[Data extracted from a collection]

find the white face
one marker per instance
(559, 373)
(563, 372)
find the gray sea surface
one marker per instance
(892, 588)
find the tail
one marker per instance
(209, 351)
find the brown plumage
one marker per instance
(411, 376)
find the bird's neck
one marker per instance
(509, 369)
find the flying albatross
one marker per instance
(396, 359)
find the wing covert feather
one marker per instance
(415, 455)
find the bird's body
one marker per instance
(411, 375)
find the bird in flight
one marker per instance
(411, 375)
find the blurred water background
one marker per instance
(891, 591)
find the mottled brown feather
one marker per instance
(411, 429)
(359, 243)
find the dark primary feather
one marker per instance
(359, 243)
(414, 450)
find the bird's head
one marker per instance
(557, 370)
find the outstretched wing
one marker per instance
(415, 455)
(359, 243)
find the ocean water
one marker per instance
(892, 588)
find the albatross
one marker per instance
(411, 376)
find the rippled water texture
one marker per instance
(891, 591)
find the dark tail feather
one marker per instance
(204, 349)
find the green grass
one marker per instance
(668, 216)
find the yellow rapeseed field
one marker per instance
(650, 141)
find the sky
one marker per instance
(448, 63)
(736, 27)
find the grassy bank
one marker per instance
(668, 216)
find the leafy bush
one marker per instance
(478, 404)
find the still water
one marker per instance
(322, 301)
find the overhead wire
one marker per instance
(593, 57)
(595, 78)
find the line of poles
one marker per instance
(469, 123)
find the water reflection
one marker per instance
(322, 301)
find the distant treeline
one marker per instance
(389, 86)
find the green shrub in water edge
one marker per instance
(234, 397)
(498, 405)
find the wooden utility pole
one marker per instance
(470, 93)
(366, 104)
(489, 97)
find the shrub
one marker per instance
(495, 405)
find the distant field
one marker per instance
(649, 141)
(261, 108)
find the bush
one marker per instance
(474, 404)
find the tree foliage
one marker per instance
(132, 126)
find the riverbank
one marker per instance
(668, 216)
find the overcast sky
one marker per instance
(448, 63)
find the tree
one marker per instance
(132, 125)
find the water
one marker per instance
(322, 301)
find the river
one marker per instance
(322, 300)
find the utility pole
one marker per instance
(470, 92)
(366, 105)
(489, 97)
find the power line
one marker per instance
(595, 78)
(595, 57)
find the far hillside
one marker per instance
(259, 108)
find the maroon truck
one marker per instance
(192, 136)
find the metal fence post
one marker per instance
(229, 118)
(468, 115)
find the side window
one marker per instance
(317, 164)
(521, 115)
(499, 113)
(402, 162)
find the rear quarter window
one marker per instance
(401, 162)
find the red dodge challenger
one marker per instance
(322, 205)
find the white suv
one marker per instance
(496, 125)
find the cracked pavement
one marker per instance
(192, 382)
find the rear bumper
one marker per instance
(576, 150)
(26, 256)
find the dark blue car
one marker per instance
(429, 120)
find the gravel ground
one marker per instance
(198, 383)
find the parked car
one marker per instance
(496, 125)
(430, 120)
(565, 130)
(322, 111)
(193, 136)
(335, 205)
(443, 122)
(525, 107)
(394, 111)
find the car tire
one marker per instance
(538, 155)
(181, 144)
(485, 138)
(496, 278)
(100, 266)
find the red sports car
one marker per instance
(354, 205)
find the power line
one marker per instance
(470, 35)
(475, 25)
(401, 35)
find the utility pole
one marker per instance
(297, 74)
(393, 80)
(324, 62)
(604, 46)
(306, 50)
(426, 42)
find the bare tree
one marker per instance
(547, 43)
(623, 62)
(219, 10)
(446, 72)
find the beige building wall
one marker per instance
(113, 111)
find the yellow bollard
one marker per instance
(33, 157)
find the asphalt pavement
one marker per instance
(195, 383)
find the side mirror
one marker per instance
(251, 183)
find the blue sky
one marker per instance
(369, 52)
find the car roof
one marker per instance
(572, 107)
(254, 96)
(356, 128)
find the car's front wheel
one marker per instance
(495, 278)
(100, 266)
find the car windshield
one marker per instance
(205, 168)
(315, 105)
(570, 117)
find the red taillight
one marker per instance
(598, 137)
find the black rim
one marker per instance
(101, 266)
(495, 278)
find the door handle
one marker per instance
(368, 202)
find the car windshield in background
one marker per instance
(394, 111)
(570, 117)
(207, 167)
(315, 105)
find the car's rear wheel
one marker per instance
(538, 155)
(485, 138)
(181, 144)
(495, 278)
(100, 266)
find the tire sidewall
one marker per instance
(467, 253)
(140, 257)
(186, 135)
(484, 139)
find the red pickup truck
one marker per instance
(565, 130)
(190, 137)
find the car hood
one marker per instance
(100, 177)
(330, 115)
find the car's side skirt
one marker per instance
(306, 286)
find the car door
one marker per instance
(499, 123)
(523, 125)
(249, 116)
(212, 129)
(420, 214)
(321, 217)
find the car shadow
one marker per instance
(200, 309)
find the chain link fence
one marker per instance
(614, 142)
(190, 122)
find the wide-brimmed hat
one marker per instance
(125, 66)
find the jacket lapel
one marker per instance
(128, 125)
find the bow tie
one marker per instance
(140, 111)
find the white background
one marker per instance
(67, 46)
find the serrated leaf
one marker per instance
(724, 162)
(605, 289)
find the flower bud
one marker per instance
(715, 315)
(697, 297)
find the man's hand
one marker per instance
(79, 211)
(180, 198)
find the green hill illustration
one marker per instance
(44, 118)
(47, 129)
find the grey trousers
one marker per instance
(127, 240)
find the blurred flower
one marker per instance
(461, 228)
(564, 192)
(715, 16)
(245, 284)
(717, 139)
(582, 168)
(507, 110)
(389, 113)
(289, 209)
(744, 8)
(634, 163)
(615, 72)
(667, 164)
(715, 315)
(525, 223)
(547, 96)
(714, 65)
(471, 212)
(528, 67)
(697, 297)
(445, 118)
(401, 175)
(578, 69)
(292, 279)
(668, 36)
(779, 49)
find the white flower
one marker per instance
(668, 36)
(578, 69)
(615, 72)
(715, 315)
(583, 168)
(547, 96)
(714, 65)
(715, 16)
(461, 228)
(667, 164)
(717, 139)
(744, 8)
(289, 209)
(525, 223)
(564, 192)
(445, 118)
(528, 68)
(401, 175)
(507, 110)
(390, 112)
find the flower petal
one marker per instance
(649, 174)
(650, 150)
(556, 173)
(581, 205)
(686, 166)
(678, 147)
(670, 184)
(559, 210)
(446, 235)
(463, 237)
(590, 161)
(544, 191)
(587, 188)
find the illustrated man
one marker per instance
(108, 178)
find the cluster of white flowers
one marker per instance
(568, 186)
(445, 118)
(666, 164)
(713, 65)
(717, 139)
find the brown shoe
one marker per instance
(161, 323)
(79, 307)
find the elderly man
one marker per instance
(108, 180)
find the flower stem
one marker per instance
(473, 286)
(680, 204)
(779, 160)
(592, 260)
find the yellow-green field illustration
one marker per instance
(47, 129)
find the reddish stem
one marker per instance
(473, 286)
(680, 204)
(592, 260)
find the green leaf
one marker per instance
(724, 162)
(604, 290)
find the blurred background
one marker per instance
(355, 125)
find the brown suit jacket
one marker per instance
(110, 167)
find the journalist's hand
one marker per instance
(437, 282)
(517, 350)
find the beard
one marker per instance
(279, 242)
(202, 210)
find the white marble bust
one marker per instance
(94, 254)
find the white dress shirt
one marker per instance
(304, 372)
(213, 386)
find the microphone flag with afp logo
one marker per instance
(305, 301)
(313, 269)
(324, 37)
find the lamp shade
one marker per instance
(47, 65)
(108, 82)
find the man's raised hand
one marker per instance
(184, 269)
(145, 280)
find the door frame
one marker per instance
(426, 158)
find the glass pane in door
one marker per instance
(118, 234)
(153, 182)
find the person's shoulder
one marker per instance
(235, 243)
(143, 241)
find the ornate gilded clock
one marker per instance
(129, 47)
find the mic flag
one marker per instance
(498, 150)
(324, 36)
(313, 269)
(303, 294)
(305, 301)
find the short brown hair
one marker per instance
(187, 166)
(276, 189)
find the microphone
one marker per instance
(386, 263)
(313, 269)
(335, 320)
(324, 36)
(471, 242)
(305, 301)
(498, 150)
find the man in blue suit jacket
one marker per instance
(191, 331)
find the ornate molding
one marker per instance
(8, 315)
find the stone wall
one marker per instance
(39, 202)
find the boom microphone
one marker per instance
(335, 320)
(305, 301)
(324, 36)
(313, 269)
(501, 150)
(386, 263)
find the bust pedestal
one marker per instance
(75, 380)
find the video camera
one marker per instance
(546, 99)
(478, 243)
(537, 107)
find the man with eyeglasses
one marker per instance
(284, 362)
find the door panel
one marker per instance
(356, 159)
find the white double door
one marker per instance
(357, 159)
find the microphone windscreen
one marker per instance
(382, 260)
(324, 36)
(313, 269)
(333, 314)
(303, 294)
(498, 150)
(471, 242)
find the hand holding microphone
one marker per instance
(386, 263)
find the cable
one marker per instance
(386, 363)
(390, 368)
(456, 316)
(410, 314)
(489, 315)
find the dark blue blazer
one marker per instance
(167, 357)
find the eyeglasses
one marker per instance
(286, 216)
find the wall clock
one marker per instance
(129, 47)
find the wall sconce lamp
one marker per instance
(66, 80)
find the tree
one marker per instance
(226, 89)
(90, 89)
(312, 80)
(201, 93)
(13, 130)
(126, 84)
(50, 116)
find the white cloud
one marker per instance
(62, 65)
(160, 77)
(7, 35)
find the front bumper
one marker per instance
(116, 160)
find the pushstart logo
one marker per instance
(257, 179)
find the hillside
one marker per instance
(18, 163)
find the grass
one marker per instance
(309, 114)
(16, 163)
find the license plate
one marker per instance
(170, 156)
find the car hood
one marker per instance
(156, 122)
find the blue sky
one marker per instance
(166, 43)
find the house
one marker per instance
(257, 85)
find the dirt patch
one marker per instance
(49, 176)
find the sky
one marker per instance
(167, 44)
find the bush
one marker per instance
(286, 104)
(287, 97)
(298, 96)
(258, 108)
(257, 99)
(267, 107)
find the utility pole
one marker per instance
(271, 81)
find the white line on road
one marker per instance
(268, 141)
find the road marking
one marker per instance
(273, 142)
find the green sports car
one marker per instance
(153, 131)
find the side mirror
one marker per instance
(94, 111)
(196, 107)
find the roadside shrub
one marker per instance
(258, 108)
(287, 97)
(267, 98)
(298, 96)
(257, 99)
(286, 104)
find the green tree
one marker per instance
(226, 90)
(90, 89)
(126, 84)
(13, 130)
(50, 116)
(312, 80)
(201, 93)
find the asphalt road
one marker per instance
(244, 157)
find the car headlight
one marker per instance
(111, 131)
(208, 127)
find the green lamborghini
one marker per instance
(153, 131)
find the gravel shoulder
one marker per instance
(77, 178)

EXERCISE GOAL:
Repeat exactly the lines starting at the line with "find the white line on road" and ending with the final line of the entries. Include nothing else.

COMPLETED TASK:
find the white line on road
one marker per instance
(268, 141)
find the road marking
one marker per instance
(273, 142)
find the green sports car
one marker per instance
(153, 131)
find the side mirror
one marker per instance
(94, 111)
(196, 107)
find the roadside shrub
one marker per instance
(258, 108)
(287, 97)
(267, 98)
(298, 96)
(257, 99)
(286, 104)
find the green tree
one marker per instance
(226, 90)
(90, 89)
(126, 84)
(13, 130)
(50, 116)
(312, 80)
(201, 93)
find the asphalt road
one marker per instance
(244, 157)
find the car headlight
one marker per instance
(111, 131)
(208, 127)
find the green lamborghini
one marker per instance
(153, 131)
find the gravel shoulder
one marker per instance
(77, 178)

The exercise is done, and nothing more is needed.